● **GIVEN TASK**
Please pick out every line in the items below that contains the word "illuminated", and copy each one. Case counts.

(Entries for labeling bounding boxes)
------------------------------------------------

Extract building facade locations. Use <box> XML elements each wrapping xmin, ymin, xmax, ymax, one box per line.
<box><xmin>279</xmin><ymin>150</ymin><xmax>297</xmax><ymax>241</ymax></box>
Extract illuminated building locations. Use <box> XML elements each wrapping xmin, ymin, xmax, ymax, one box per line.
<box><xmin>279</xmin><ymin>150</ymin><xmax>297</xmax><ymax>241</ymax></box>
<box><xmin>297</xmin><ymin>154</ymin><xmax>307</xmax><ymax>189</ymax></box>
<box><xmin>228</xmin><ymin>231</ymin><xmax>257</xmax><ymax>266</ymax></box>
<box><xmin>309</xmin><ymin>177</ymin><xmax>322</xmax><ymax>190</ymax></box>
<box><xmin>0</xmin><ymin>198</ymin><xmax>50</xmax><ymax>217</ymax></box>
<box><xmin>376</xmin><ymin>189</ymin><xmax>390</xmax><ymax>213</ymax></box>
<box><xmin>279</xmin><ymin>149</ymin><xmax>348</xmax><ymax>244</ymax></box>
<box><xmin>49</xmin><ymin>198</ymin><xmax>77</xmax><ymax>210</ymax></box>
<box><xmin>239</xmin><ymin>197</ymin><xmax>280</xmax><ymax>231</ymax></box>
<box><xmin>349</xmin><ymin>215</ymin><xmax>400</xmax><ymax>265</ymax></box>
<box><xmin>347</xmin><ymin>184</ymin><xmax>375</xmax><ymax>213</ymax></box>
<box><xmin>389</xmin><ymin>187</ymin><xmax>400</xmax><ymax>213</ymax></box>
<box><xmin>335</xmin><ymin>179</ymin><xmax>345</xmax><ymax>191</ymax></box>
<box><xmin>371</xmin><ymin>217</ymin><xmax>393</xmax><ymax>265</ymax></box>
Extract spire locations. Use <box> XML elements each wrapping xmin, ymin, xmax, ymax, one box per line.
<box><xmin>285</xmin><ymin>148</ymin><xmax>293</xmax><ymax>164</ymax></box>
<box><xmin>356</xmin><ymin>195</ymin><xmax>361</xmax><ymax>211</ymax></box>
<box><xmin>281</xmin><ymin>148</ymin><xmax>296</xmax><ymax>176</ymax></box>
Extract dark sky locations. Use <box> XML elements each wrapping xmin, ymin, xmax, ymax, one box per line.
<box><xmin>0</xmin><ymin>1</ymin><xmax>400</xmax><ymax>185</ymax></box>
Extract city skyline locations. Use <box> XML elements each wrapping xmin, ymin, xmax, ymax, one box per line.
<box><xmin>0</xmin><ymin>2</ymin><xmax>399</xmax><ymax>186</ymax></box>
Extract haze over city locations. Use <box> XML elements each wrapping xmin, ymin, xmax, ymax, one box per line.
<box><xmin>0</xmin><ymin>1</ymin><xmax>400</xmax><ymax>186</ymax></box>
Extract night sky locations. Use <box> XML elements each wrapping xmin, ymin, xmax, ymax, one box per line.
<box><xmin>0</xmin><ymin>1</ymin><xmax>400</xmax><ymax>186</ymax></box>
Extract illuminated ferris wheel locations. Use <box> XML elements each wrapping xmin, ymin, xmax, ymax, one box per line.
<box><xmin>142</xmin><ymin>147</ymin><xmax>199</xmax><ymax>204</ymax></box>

------------------------------------------------

● **PROBLEM SOLUTION**
Extract illuminated building locations. Use <box> XML elements each wrapping xmin, ymin, xmax, ymax, one box per line.
Extract illuminated ferris wheel locations. Use <box> XML elements each wrapping xmin, ymin, xmax, ymax, one box per line.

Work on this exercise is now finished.